**TEXT SECTION**
<<<<

To: Bosco who wrote (9418)10/26/1999 2:27:00 PM
From: Michael Sphar  Read Replies (1) | Respond to of 9980
 
Hard to conceive the idea of staging. For instance, the Lhasa airport is an hour and a half drive from Lhasa, by fast bus (spending more time in the oncoming lane passing, than being passed). During that time you see a lot of territory. The consistency of the scenery - the multiple fields (in the hundreds) with most being plowed by yak power...this type of visualization would be awfully hard to stage. The towns were filled with peoples going about their daily activities this too was not stageable. The only thing conceivably "staged" was the meals and thank god for that as I'm sure the true local diet is something much less palatable to Western tastes. For instance, I had the Malaysian chicken at the Hard Yak Cafe, but I found it to be a bit bland. However the Tee shirts were worth far more (in our eyes) than the $5 we spent on them.

>>>>

**DIRECTIVE A**
In the entries, starting with their first line and going on through the line containing "[1195, 211]", substitute "wooden crate" for "cardboard box" and leave everything else unchanged. Omit the pictures from the answer.
The text and the entries that follow it were drawn from unrelated sources.

**DATA EXTRACT**
<<<<

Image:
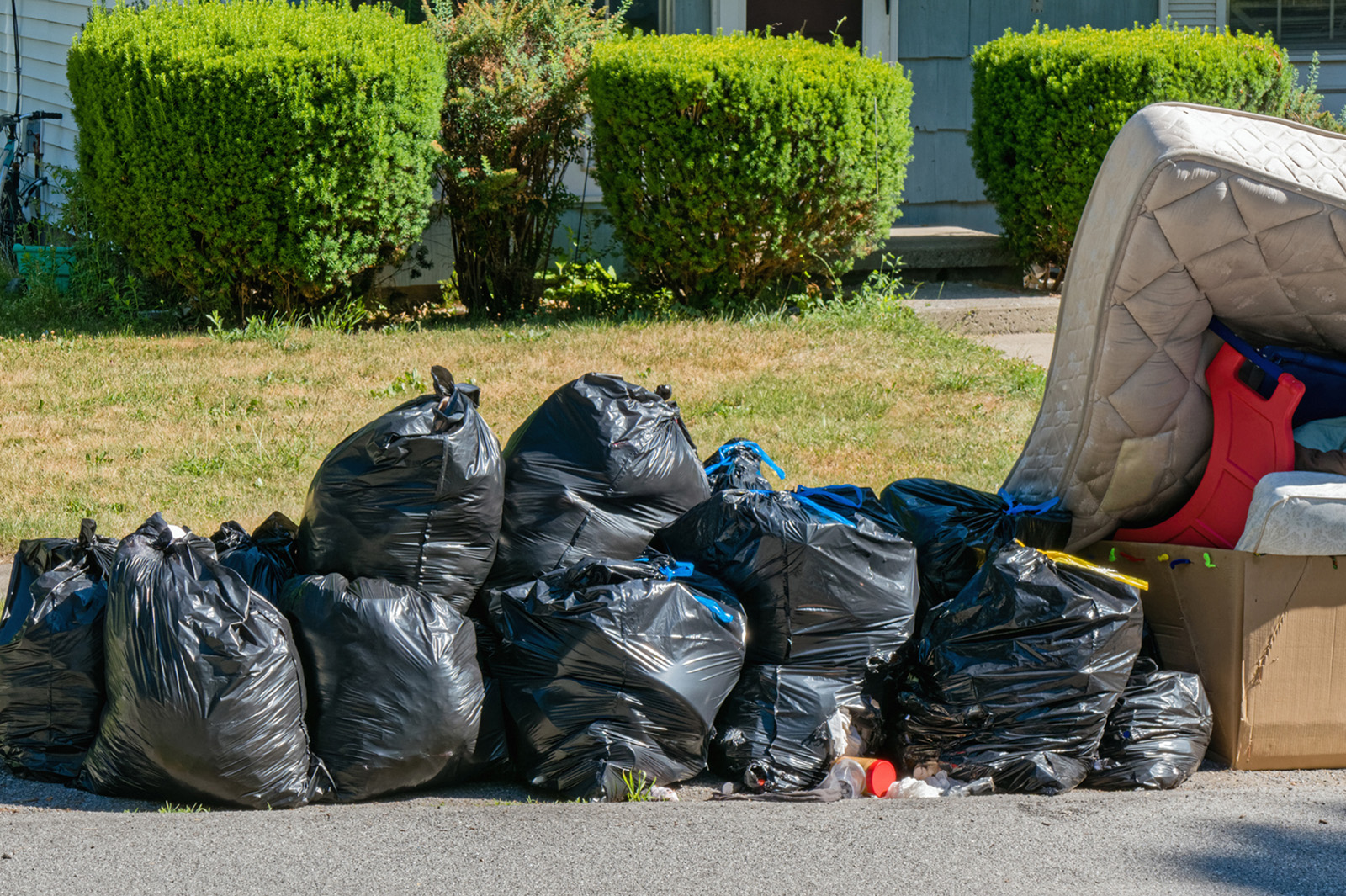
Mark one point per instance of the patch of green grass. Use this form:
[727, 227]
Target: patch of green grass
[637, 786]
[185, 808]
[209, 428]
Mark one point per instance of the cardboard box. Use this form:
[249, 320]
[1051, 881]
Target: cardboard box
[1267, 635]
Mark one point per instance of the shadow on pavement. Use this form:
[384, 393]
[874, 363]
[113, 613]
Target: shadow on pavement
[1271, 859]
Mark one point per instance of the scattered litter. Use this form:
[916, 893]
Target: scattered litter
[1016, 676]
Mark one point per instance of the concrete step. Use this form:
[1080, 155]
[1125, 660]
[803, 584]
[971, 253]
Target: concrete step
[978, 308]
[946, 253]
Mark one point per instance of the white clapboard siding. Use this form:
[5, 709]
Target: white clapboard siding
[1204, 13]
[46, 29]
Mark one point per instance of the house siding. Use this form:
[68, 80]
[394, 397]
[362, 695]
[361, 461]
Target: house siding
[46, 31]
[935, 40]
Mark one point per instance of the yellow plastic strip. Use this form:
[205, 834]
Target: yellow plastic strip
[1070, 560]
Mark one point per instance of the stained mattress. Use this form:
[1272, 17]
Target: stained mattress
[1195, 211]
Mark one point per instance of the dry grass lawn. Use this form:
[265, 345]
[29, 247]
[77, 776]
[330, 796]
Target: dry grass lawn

>>>>

**DIRECTIVE B**
Indicate whether each statement agrees with the post about Lhasa, answering yes or no and quoting the deciding words: (i) The drive from the Lhasa airport to Lhasa takes an hour and a half by fast bus. (ii) Most of the fields seen along the way were being plowed by tractors. (iii) The writer found the Malaysian chicken at the Hard Yak Cafe a bit bland.

**TASK ANSWER A**
Image:
Mark one point per instance of the patch of green grass. Use this form:
[727, 227]
Target: patch of green grass
[637, 786]
[185, 808]
[209, 428]
Mark one point per instance of the wooden crate. Use this form:
[249, 320]
[1051, 881]
Target: wooden crate
[1267, 635]
Mark one point per instance of the shadow on pavement. Use this form:
[384, 393]
[874, 363]
[113, 613]
Target: shadow on pavement
[1271, 859]
Mark one point per instance of the scattered litter. Use this form:
[916, 893]
Target: scattered litter
[1016, 676]
Mark one point per instance of the concrete step. Use this form:
[1080, 155]
[1125, 660]
[803, 584]
[971, 253]
Target: concrete step
[978, 308]
[946, 253]
Mark one point per instance of the white clapboard siding. Use this form:
[5, 709]
Target: white clapboard siding
[1204, 13]
[46, 29]
Mark one point per instance of the house siding. Use this form:
[68, 80]
[394, 397]
[362, 695]
[361, 461]
Target: house siding
[46, 31]
[935, 40]
Mark one point per instance of the yellow plastic strip. Use this form:
[205, 834]
Target: yellow plastic strip
[1070, 560]
Mark one point per instance of the stained mattress. Use this form:
[1272, 17]
Target: stained mattress
[1195, 211]

**TASK ANSWER B**
(i) Yes: "the Lhasa airport is an hour and a half drive from Lhasa, by fast bus"
(ii) No: "most being plowed by yak power"
(iii) Yes: "I had the Malaysian chicken at the Hard Yak Cafe, but I found it to be a bit bland"